◆ **LISTING**

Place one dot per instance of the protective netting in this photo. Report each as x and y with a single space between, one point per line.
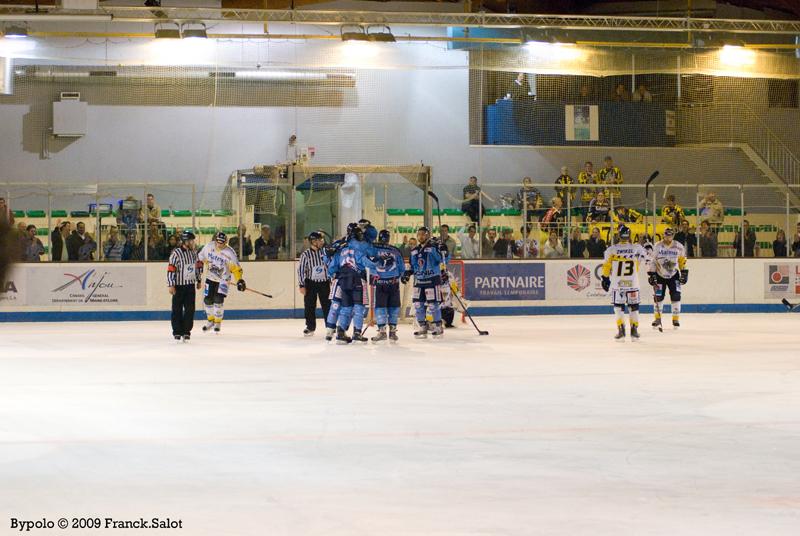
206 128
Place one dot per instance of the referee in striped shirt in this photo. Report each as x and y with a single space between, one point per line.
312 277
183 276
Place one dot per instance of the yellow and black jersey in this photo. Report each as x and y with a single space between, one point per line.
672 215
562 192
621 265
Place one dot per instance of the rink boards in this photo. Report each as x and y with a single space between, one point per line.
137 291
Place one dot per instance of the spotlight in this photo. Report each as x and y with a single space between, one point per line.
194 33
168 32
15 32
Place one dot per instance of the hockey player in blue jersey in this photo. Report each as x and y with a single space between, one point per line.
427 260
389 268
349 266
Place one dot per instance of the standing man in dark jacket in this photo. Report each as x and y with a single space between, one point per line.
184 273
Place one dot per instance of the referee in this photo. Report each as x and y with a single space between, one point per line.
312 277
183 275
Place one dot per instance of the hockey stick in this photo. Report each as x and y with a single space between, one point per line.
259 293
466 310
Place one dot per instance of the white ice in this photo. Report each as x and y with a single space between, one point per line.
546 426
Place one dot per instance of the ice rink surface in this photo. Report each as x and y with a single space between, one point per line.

◆ **GIVEN TASK**
Turn the lines starting at the one containing "Place one dot per instance of the spotlight" and ending at the last line of the entries into a JSON list of strings, one string per line, with blank lines left out.

◆ **ANSWER TO THIS TASK**
[
  "Place one dot per instance of the spotlight in this photo. Report each as x and y with a single space between, one point per line.",
  "194 33",
  "168 32",
  "15 32",
  "Place one dot per instance of the hockey player in blue jersey in this photo. Report each as x and y with a single space between, one point per line.",
  "427 260",
  "389 268",
  "349 266",
  "Place one dot per instance of the standing man in dark jacket in this photo. Report each as x and y with a single space between, one point per line.",
  "184 273",
  "Place one dot per instance of the referee in this photo. Report each as x and y with a single space between, one point per line.",
  "312 277",
  "183 275",
  "Place one dot per instance of the hockey stick in this photo. Report each as x and y with a single space between, one point per line.",
  "259 293",
  "466 310",
  "Place one dot per instance of the white ice in this photo. Report each as x and y with a single space between, one point per line.",
  "546 426",
  "Place one dot per instance of the ice rink surface in this photo. Report each as x and y with a single space between, one point per line."
]